▶ _Stated goal_
Please extract every line of the records below that contains the word "light", keeping only exact matches in case.

▶ _Records to use_
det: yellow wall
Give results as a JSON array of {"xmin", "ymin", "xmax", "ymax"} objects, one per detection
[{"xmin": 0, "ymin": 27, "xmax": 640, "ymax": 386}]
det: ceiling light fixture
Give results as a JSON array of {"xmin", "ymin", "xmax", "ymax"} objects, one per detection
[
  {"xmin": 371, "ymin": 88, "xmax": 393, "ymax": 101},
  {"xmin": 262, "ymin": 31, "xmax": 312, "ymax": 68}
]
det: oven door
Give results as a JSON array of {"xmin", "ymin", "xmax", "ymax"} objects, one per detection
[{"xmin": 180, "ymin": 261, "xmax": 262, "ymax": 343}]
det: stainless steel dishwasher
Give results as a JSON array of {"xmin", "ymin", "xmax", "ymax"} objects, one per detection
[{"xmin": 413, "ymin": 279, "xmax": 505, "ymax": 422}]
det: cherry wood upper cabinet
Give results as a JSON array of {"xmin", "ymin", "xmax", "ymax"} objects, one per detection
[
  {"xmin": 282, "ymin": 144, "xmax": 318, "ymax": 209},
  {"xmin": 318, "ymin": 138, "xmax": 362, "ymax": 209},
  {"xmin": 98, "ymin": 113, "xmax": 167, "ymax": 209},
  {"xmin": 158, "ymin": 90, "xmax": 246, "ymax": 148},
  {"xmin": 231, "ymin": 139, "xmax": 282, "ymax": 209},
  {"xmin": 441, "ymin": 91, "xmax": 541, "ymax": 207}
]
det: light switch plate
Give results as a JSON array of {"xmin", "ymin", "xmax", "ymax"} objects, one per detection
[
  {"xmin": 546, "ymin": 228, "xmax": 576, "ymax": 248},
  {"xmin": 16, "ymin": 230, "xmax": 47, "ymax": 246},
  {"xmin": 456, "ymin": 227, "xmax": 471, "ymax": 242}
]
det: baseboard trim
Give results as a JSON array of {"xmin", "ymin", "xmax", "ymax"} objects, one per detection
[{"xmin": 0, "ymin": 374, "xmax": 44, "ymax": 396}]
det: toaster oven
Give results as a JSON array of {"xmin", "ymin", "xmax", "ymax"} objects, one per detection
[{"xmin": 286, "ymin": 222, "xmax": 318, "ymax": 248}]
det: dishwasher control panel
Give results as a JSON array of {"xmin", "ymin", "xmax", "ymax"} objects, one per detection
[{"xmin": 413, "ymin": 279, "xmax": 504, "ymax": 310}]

▶ _In response_
det: ceiling light fixture
det: light switch plate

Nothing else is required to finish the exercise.